Saved entries:
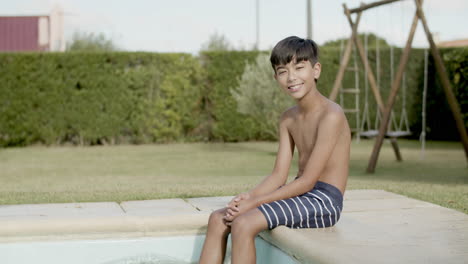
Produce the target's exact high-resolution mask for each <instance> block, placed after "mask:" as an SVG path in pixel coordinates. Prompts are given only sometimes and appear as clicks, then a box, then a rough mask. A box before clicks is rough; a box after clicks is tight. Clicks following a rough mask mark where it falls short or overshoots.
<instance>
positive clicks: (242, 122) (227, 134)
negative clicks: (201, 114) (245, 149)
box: [201, 51, 263, 141]
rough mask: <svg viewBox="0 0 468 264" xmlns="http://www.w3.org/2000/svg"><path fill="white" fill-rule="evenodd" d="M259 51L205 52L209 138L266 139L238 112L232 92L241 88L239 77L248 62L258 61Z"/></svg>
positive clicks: (211, 138) (244, 117) (205, 95)
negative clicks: (209, 118) (255, 60)
mask: <svg viewBox="0 0 468 264" xmlns="http://www.w3.org/2000/svg"><path fill="white" fill-rule="evenodd" d="M257 55H258V52H255V51H253V52H248V51H232V52H223V51H220V52H204V53H202V55H201V60H202V64H203V65H204V69H205V70H206V84H205V98H206V102H207V105H206V111H207V112H208V113H210V118H211V122H212V125H211V129H210V139H211V140H218V141H219V140H221V141H245V140H254V139H263V138H262V131H260V130H259V127H258V126H257V125H256V123H255V120H254V119H253V118H252V117H250V116H248V115H245V114H241V113H239V112H238V111H237V103H236V101H235V99H234V98H233V96H232V94H231V89H236V88H237V86H238V85H239V78H240V76H242V73H243V72H244V67H245V65H246V63H247V62H249V63H252V62H253V61H255V58H256V57H257Z"/></svg>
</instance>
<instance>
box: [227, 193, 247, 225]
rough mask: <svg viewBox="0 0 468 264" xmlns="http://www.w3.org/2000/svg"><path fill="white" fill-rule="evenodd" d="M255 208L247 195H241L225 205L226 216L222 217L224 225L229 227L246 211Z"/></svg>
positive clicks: (239, 194)
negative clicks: (233, 221) (233, 222)
mask: <svg viewBox="0 0 468 264" xmlns="http://www.w3.org/2000/svg"><path fill="white" fill-rule="evenodd" d="M254 207H255V202H254V201H253V199H252V197H251V195H250V194H249V193H241V194H239V195H237V196H236V197H234V198H232V200H231V201H230V202H229V203H228V204H227V206H226V208H227V210H226V214H225V215H224V217H223V219H224V223H225V224H226V225H227V226H231V224H232V221H234V219H235V218H236V217H237V216H239V215H240V214H242V213H245V212H247V211H248V210H250V209H252V208H254Z"/></svg>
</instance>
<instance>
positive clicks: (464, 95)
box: [411, 48, 468, 140]
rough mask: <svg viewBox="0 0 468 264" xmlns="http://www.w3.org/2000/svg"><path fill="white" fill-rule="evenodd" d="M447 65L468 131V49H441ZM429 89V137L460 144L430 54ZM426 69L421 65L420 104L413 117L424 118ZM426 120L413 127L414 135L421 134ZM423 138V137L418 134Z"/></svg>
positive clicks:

_Task to complete_
Reproduce word for word everything from the start of the records down to the line containing "box: [201, 51, 263, 141]", omitting the pictures.

_The answer_
Produce the target's exact high-resolution mask for each <instance> block, placed after "mask:" as an SVG path in pixel coordinates. Prompts are given only sometimes and appear as clicks, then a box, then a rough mask. A box before clicks is rough; a box after clicks is tight. Clicks following a rough mask mark where it falls short or overshoots.
<instance>
positive clicks: (242, 122) (227, 134)
negative clicks: (201, 114) (245, 149)
box: [201, 51, 263, 141]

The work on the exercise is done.